+++ Provided data +++

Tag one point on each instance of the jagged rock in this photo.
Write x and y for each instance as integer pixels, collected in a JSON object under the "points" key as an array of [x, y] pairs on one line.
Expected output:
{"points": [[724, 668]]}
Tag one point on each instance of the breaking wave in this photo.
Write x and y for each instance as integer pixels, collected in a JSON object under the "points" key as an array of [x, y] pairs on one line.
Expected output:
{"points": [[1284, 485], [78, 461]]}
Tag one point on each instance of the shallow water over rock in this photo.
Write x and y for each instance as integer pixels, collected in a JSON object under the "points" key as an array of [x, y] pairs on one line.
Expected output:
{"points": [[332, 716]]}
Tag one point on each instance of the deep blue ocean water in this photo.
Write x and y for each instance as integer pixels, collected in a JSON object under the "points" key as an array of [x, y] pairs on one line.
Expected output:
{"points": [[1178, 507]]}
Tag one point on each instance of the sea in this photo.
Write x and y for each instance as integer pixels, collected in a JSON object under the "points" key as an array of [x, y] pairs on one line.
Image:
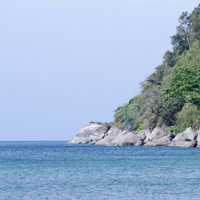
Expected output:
{"points": [[55, 170]]}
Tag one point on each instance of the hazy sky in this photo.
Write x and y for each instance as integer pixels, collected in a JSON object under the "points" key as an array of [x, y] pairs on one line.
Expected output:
{"points": [[64, 63]]}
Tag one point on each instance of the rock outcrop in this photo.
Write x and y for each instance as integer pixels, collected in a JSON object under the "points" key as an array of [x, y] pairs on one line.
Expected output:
{"points": [[90, 134], [111, 136]]}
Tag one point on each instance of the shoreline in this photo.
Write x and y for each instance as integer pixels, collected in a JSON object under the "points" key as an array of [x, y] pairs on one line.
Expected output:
{"points": [[95, 134]]}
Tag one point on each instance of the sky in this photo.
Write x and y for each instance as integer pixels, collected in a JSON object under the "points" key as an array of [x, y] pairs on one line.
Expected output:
{"points": [[64, 63]]}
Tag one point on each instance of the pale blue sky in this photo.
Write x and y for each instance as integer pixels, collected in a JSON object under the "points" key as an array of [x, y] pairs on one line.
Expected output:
{"points": [[64, 63]]}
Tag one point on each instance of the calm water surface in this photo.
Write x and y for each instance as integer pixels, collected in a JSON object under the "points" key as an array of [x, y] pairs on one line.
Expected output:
{"points": [[55, 170]]}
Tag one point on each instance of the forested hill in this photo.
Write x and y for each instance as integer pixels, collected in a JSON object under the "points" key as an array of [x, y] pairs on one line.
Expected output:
{"points": [[171, 95]]}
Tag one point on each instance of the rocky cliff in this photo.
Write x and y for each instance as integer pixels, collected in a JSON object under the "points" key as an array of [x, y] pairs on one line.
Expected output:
{"points": [[111, 136]]}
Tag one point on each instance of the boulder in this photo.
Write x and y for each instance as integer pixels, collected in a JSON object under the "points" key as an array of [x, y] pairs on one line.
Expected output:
{"points": [[184, 144], [188, 135], [164, 141], [151, 144], [198, 139], [157, 133], [143, 134], [128, 139], [112, 133], [91, 133]]}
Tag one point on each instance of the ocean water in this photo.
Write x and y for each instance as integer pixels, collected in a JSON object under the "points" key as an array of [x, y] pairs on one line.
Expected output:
{"points": [[55, 170]]}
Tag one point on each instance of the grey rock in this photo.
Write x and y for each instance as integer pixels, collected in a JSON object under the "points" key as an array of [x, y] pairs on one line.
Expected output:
{"points": [[157, 133], [129, 138], [151, 144], [184, 144], [188, 135], [91, 133], [112, 133]]}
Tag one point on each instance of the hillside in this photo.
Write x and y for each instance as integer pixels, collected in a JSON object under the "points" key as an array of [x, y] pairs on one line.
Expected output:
{"points": [[171, 95]]}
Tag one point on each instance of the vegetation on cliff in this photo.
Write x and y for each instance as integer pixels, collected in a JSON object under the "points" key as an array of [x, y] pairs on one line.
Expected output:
{"points": [[171, 95]]}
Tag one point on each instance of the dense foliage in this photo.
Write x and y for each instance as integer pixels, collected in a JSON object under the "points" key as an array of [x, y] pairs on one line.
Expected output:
{"points": [[171, 95]]}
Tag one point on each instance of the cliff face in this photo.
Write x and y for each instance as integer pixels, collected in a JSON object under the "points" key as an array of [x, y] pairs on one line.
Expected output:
{"points": [[111, 136]]}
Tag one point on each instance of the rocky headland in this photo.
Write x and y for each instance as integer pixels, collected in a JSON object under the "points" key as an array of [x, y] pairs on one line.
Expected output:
{"points": [[95, 134]]}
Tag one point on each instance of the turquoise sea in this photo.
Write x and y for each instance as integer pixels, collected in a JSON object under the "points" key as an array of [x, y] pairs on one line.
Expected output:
{"points": [[55, 170]]}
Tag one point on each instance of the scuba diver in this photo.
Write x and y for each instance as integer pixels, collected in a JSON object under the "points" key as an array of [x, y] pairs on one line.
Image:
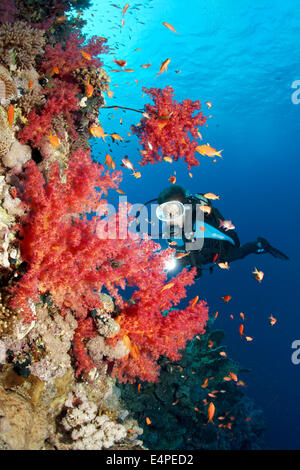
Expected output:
{"points": [[199, 233]]}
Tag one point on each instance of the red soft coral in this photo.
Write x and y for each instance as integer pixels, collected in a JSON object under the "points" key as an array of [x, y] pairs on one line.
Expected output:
{"points": [[70, 57], [171, 129], [153, 333]]}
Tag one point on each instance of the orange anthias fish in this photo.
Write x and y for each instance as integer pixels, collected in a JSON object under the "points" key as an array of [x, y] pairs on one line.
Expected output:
{"points": [[259, 275], [89, 89], [224, 265], [168, 286], [210, 412], [164, 66], [125, 9], [54, 71], [109, 161], [126, 341], [169, 26], [86, 55], [116, 136], [208, 151], [233, 376], [54, 140], [127, 163], [211, 196], [97, 131], [273, 320], [181, 255], [121, 63], [10, 115]]}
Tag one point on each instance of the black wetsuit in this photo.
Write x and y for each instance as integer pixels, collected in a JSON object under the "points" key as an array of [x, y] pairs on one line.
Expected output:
{"points": [[221, 251]]}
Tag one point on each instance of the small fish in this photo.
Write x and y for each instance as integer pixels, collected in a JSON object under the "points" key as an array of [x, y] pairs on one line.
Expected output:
{"points": [[233, 376], [208, 151], [126, 341], [97, 131], [125, 9], [168, 286], [205, 209], [224, 265], [127, 163], [211, 196], [169, 26], [121, 63], [86, 55], [89, 89], [210, 412], [181, 255], [54, 140], [259, 275], [164, 66], [116, 136], [226, 224], [109, 161], [205, 383], [54, 71], [10, 115]]}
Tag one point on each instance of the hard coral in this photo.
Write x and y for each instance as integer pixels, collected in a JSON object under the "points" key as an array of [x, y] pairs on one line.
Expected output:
{"points": [[171, 129], [21, 43]]}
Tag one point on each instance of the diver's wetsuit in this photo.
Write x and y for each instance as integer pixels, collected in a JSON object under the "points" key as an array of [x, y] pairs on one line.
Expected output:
{"points": [[220, 251]]}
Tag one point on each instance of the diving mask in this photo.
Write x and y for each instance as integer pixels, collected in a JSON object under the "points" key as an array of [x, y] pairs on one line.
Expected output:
{"points": [[170, 211]]}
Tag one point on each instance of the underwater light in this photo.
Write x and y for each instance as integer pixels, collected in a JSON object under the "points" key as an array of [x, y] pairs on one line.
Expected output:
{"points": [[170, 264]]}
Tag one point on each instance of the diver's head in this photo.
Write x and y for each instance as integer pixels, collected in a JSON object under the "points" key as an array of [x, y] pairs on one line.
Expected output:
{"points": [[171, 205], [172, 193]]}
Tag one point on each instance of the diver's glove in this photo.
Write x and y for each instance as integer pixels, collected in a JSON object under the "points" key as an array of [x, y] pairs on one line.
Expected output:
{"points": [[264, 247]]}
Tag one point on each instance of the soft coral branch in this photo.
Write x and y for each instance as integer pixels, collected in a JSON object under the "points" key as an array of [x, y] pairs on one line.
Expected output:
{"points": [[170, 130]]}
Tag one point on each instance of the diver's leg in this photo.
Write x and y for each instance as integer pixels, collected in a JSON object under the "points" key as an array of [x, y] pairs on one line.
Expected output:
{"points": [[259, 247]]}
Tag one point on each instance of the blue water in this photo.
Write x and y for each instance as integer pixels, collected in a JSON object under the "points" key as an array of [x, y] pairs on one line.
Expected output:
{"points": [[243, 57]]}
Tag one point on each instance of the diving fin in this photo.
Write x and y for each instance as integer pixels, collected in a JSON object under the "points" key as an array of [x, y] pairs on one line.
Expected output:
{"points": [[265, 247]]}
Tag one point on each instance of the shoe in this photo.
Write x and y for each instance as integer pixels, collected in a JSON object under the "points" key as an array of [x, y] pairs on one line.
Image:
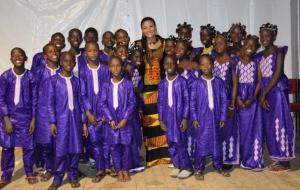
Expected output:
{"points": [[175, 172], [184, 174]]}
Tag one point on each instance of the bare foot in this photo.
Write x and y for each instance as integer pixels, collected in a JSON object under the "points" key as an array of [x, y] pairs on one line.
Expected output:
{"points": [[126, 176], [120, 176]]}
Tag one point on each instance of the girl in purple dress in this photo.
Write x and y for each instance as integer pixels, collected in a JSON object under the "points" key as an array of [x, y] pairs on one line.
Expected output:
{"points": [[249, 112], [225, 68], [18, 99], [279, 129]]}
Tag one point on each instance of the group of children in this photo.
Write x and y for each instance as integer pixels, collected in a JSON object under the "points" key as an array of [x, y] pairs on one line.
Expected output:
{"points": [[222, 100]]}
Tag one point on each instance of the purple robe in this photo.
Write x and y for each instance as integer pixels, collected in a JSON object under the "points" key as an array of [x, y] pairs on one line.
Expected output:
{"points": [[173, 107], [118, 102], [208, 110], [249, 118], [278, 124], [18, 99], [21, 113], [66, 115], [230, 141], [93, 80]]}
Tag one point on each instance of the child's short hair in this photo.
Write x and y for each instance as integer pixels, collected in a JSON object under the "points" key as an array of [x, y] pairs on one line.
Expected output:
{"points": [[21, 50], [65, 53], [209, 57]]}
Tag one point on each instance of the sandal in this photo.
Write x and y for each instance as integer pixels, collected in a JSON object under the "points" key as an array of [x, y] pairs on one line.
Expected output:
{"points": [[46, 176], [32, 179], [75, 184], [99, 176], [53, 186], [223, 173], [199, 175], [3, 183]]}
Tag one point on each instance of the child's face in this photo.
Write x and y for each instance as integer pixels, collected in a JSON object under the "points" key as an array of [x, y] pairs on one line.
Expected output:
{"points": [[115, 67], [220, 45], [91, 37], [136, 57], [108, 40], [148, 29], [92, 52], [67, 62], [205, 37], [206, 66], [249, 47], [122, 38], [180, 49], [170, 66], [184, 33], [236, 35], [75, 39], [169, 47], [18, 58], [122, 53], [266, 38], [59, 42], [51, 53]]}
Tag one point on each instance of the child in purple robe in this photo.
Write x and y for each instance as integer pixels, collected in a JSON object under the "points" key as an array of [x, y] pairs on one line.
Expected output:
{"points": [[18, 98], [108, 41], [122, 37], [118, 102], [38, 60], [65, 112], [93, 75], [173, 109], [249, 113], [208, 112], [225, 68], [44, 145], [75, 40], [278, 125]]}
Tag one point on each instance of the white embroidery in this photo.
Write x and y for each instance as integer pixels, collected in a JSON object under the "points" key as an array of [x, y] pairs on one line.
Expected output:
{"points": [[256, 149], [115, 93], [266, 66], [95, 78], [170, 91], [231, 144], [282, 142], [70, 92], [220, 70], [224, 150], [277, 129], [17, 87], [246, 72]]}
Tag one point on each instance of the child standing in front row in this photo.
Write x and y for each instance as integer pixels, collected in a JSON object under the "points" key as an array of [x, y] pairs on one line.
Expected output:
{"points": [[118, 103], [173, 109], [17, 116], [66, 118], [249, 113], [208, 112]]}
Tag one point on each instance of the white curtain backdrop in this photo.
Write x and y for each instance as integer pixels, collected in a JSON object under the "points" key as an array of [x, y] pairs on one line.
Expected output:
{"points": [[30, 23]]}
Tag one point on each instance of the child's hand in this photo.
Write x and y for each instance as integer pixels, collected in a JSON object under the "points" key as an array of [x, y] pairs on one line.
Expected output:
{"points": [[8, 125], [113, 124], [85, 131], [91, 118], [222, 124], [32, 126], [183, 125], [53, 129], [196, 124], [162, 126], [122, 123]]}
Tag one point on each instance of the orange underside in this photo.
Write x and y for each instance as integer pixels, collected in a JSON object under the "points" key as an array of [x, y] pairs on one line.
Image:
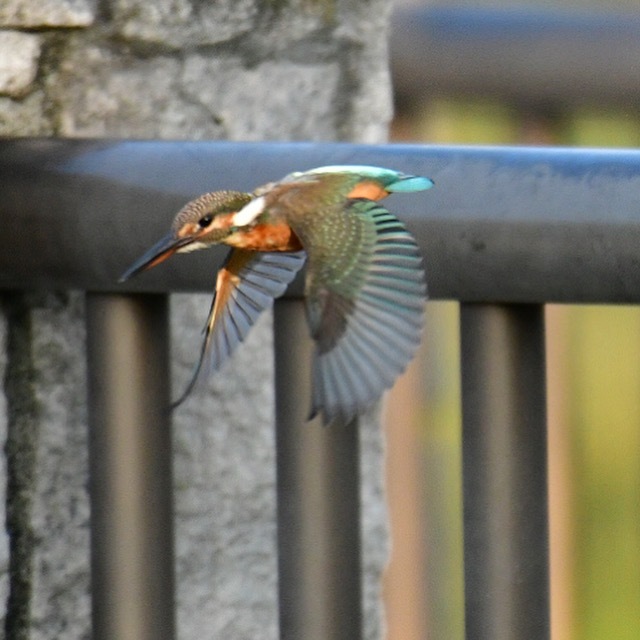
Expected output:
{"points": [[266, 237]]}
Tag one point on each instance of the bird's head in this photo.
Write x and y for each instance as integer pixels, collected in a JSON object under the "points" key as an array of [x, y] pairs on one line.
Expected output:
{"points": [[205, 221]]}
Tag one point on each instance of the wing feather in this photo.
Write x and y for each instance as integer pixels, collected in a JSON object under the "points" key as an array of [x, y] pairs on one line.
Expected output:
{"points": [[368, 322], [246, 285]]}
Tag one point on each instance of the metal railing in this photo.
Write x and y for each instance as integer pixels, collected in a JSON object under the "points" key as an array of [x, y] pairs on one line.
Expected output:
{"points": [[504, 231]]}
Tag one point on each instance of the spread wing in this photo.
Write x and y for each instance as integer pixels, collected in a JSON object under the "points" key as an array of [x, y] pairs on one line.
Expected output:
{"points": [[247, 285], [365, 317]]}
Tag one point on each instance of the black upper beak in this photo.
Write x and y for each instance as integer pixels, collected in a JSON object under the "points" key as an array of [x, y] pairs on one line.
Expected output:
{"points": [[158, 253]]}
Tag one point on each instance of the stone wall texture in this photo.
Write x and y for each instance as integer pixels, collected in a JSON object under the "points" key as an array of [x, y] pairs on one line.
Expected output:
{"points": [[185, 69]]}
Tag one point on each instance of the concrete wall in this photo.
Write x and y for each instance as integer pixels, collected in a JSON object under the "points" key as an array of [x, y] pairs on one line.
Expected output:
{"points": [[230, 69]]}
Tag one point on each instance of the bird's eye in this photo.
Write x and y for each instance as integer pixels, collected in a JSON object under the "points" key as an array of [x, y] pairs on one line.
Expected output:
{"points": [[205, 221]]}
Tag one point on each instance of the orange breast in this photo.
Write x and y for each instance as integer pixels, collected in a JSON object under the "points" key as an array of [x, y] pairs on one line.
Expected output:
{"points": [[265, 237]]}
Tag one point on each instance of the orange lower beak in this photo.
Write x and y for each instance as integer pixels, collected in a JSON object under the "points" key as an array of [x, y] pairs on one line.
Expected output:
{"points": [[160, 251]]}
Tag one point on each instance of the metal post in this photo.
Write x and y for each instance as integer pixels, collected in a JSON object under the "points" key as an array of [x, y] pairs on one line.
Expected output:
{"points": [[504, 472], [318, 500], [130, 468]]}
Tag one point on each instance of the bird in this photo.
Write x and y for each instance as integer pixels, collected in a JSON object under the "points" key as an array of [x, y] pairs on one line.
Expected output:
{"points": [[365, 285]]}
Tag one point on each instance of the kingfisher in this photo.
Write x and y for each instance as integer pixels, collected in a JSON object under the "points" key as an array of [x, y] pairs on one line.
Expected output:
{"points": [[365, 286]]}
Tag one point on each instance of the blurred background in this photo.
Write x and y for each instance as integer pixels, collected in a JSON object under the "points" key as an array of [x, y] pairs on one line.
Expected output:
{"points": [[551, 73]]}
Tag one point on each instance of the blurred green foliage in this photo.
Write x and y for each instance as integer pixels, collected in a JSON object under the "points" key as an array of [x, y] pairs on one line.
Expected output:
{"points": [[598, 394]]}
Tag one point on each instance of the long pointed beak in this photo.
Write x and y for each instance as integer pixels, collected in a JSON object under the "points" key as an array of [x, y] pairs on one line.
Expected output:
{"points": [[160, 251]]}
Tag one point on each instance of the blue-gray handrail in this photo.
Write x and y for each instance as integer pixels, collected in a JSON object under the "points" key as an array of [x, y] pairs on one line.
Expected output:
{"points": [[504, 231], [506, 224]]}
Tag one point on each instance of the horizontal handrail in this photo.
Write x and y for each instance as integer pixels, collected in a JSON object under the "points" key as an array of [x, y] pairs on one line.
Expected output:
{"points": [[533, 56], [503, 224]]}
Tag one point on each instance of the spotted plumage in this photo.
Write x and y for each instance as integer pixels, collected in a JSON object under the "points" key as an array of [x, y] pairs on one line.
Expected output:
{"points": [[364, 288]]}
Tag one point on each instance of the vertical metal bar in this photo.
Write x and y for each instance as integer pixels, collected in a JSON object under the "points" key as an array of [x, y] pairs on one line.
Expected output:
{"points": [[504, 472], [130, 468], [318, 500]]}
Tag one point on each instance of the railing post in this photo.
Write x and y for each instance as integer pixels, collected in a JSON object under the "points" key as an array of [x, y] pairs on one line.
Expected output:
{"points": [[132, 562], [318, 500], [504, 472]]}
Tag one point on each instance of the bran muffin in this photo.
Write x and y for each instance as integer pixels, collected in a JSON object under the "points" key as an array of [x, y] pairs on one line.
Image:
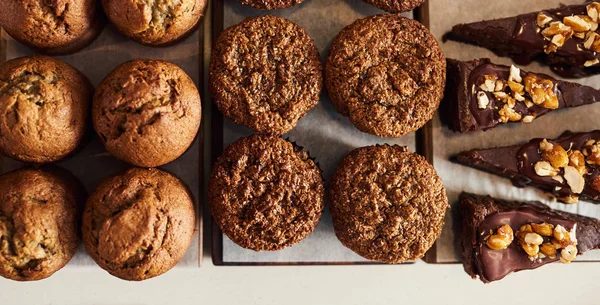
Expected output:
{"points": [[271, 4], [39, 213], [147, 112], [265, 74], [265, 193], [388, 204], [387, 74], [44, 104], [138, 224], [157, 23], [52, 26], [396, 6]]}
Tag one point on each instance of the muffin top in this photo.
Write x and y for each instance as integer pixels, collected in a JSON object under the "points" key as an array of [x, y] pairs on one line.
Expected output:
{"points": [[387, 203], [154, 22], [138, 224], [147, 112], [387, 74], [38, 222], [265, 74], [49, 25], [265, 193], [396, 6], [271, 4], [44, 104]]}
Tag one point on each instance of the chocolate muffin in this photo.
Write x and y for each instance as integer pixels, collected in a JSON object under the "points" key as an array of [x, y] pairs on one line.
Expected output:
{"points": [[44, 107], [155, 23], [38, 222], [387, 74], [396, 6], [52, 27], [271, 4], [265, 74], [147, 112], [138, 224], [265, 193], [387, 203]]}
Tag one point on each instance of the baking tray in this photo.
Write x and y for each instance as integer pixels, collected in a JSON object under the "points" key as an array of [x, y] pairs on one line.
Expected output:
{"points": [[325, 134], [444, 14], [92, 163]]}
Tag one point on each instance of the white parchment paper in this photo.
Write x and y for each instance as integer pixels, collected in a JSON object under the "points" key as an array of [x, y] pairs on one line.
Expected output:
{"points": [[93, 163], [323, 132], [443, 15]]}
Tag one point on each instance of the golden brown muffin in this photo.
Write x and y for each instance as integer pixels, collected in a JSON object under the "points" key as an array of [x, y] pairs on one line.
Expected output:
{"points": [[138, 224], [38, 222], [156, 22], [44, 107], [147, 112], [52, 26]]}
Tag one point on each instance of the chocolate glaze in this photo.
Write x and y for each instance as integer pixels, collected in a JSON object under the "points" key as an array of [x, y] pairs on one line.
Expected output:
{"points": [[459, 109], [520, 38], [517, 163]]}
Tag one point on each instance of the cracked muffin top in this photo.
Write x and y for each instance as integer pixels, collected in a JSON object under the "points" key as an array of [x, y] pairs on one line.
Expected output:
{"points": [[44, 104], [52, 26], [155, 22], [387, 74], [271, 4], [265, 193], [38, 222], [265, 74], [396, 6], [147, 112], [138, 224], [387, 204]]}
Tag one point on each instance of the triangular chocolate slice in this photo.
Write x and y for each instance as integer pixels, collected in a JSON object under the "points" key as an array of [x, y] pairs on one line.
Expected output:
{"points": [[567, 167], [497, 237], [565, 38], [481, 95]]}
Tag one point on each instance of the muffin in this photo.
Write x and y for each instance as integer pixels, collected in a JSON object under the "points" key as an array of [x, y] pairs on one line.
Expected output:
{"points": [[396, 6], [265, 74], [38, 222], [387, 74], [265, 193], [44, 105], [138, 224], [155, 23], [147, 112], [52, 27], [387, 204], [271, 4]]}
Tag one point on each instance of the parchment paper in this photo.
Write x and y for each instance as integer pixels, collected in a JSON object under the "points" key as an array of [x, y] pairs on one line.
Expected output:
{"points": [[443, 15], [93, 163], [323, 132]]}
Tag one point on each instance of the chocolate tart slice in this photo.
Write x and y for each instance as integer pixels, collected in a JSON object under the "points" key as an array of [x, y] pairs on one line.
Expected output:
{"points": [[481, 95], [564, 38], [497, 237], [567, 167]]}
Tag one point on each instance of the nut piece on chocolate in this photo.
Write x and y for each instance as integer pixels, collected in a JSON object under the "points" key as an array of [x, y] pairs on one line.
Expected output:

+++

Task to carry out: Only those lines running from the one containing "Tag one point on each instance of the muffin in" through the last line of the data above are to be copied, exactly, with both ends included.

Result:
Tag one point on each instance of the muffin in this photo.
Write x and y for each instance as integer pixels, collected in a JSON object under the "points" key as an array of [x, y] pairs on one line.
Expected output:
{"points": [[396, 6], [265, 74], [38, 222], [387, 74], [265, 193], [44, 105], [138, 224], [155, 23], [147, 112], [52, 27], [387, 204], [271, 4]]}
Tag one point on each instance of the parchment paper in this photo.
Write x and y for each instance as integer pixels, collected in a JSON object under the "points" key as an array of [x, y] pairs on one line.
Expected output:
{"points": [[443, 15], [93, 163], [323, 132]]}
Tag one point on each instance of the chocolate tart slice in this photo.
Write x and y for each instance as integer pixels, collected in a JSON object under the "points" key as an array of [x, y] pairs on one line.
Expected output:
{"points": [[481, 95], [564, 38], [497, 237], [567, 167]]}
Tag one point on each instance of the nut piece on chocolate in this photo.
Write x and y for each instance as integer pixels, collected in a JSON object under the "points" key as an array of [x, y] pairs on one line.
Expected output:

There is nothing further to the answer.